*Brief*: When the records are reproduced, each one must match exactly, and no picture may be kept.

*Data provided*:

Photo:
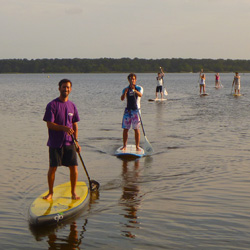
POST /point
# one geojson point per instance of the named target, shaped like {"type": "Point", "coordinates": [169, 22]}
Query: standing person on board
{"type": "Point", "coordinates": [133, 93]}
{"type": "Point", "coordinates": [61, 116]}
{"type": "Point", "coordinates": [217, 80]}
{"type": "Point", "coordinates": [202, 82]}
{"type": "Point", "coordinates": [159, 87]}
{"type": "Point", "coordinates": [236, 83]}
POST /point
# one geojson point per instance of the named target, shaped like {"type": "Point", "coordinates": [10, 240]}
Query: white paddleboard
{"type": "Point", "coordinates": [129, 151]}
{"type": "Point", "coordinates": [157, 100]}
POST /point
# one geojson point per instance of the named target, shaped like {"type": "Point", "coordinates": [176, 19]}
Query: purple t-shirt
{"type": "Point", "coordinates": [62, 113]}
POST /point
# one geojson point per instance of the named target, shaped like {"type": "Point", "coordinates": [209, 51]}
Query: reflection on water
{"type": "Point", "coordinates": [130, 197]}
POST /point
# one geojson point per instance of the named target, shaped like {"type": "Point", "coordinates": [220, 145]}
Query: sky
{"type": "Point", "coordinates": [149, 29]}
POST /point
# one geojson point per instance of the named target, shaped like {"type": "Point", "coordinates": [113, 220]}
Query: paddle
{"type": "Point", "coordinates": [147, 146]}
{"type": "Point", "coordinates": [164, 89]}
{"type": "Point", "coordinates": [93, 185]}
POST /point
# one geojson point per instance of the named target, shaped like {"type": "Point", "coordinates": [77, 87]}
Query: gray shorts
{"type": "Point", "coordinates": [65, 156]}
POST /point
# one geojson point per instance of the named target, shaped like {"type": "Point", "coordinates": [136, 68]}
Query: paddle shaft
{"type": "Point", "coordinates": [73, 138]}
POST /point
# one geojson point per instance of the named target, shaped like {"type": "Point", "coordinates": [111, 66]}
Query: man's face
{"type": "Point", "coordinates": [133, 81]}
{"type": "Point", "coordinates": [65, 89]}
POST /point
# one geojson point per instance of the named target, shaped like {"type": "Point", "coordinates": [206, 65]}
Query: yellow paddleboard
{"type": "Point", "coordinates": [60, 207]}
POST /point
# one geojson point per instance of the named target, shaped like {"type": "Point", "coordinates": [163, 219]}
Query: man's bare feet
{"type": "Point", "coordinates": [75, 197]}
{"type": "Point", "coordinates": [48, 196]}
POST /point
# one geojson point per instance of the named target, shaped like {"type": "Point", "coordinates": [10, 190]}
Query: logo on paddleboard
{"type": "Point", "coordinates": [58, 217]}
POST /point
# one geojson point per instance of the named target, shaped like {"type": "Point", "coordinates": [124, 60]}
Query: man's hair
{"type": "Point", "coordinates": [64, 81]}
{"type": "Point", "coordinates": [131, 75]}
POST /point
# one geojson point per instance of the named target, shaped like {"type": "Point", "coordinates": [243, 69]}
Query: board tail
{"type": "Point", "coordinates": [148, 149]}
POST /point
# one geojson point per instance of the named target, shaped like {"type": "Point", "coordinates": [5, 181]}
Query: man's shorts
{"type": "Point", "coordinates": [131, 117]}
{"type": "Point", "coordinates": [65, 156]}
{"type": "Point", "coordinates": [158, 89]}
{"type": "Point", "coordinates": [237, 86]}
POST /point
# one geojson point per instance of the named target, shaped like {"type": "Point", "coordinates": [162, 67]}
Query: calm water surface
{"type": "Point", "coordinates": [193, 193]}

*Finished task*:
Photo:
POST /point
# one geojson point per instance of the named target, shaped like {"type": "Point", "coordinates": [169, 22]}
Query: standing person on board
{"type": "Point", "coordinates": [133, 93]}
{"type": "Point", "coordinates": [61, 116]}
{"type": "Point", "coordinates": [217, 80]}
{"type": "Point", "coordinates": [202, 82]}
{"type": "Point", "coordinates": [159, 87]}
{"type": "Point", "coordinates": [236, 83]}
POST /point
# one geojson point per instance of the named target, shaped like {"type": "Point", "coordinates": [10, 240]}
Query: white paddleboard
{"type": "Point", "coordinates": [129, 151]}
{"type": "Point", "coordinates": [157, 100]}
POST /point
# one geojson point per instance of the named target, shaped like {"type": "Point", "coordinates": [176, 19]}
Query: purple t-shirt
{"type": "Point", "coordinates": [62, 113]}
POST /point
# one geojson point per instance of the named target, shaped like {"type": "Point", "coordinates": [209, 51]}
Query: reflection on water
{"type": "Point", "coordinates": [130, 197]}
POST /point
# one geojson point per instance of the named target, shaped like {"type": "Point", "coordinates": [220, 145]}
Query: sky
{"type": "Point", "coordinates": [149, 29]}
POST /point
# one geojson point per instance of the named target, shaped like {"type": "Point", "coordinates": [113, 220]}
Query: paddle
{"type": "Point", "coordinates": [147, 146]}
{"type": "Point", "coordinates": [164, 89]}
{"type": "Point", "coordinates": [93, 185]}
POST /point
# one geojson point per instance of the named target, shaped like {"type": "Point", "coordinates": [77, 87]}
Query: gray shorts
{"type": "Point", "coordinates": [65, 156]}
POST /point
# one geojson point per instance of the named target, shaped like {"type": "Point", "coordinates": [136, 68]}
Query: paddle shaft
{"type": "Point", "coordinates": [73, 138]}
POST /point
# one geojson point per instance of the named target, shaped like {"type": "Point", "coordinates": [111, 66]}
Query: man's face
{"type": "Point", "coordinates": [133, 81]}
{"type": "Point", "coordinates": [65, 89]}
POST /point
# one geojson point per instance of the named target, shaped like {"type": "Point", "coordinates": [206, 65]}
Query: yellow paddleboard
{"type": "Point", "coordinates": [60, 207]}
POST /point
# one geojson point per instance of the named target, shaped like {"type": "Point", "coordinates": [163, 219]}
Query: man's bare feet
{"type": "Point", "coordinates": [75, 197]}
{"type": "Point", "coordinates": [48, 196]}
POST /point
# one geojson point per instance of the named target, shaped like {"type": "Point", "coordinates": [10, 190]}
Query: logo on paddleboard
{"type": "Point", "coordinates": [58, 217]}
POST /point
# one geojson point per instance of the named target, shaped like {"type": "Point", "coordinates": [124, 60]}
Query: man's hair
{"type": "Point", "coordinates": [64, 81]}
{"type": "Point", "coordinates": [131, 75]}
POST /point
# one geojson point per instance of the named target, shaped like {"type": "Point", "coordinates": [243, 69]}
Query: board tail
{"type": "Point", "coordinates": [148, 149]}
POST /point
# one geojson point per instance of the named target, shaped like {"type": "Point", "coordinates": [5, 181]}
Query: man's shorts
{"type": "Point", "coordinates": [131, 117]}
{"type": "Point", "coordinates": [65, 156]}
{"type": "Point", "coordinates": [158, 89]}
{"type": "Point", "coordinates": [237, 86]}
POST /point
# one geojson point per instance of the named target, shaped like {"type": "Point", "coordinates": [162, 67]}
Query: calm water surface
{"type": "Point", "coordinates": [193, 193]}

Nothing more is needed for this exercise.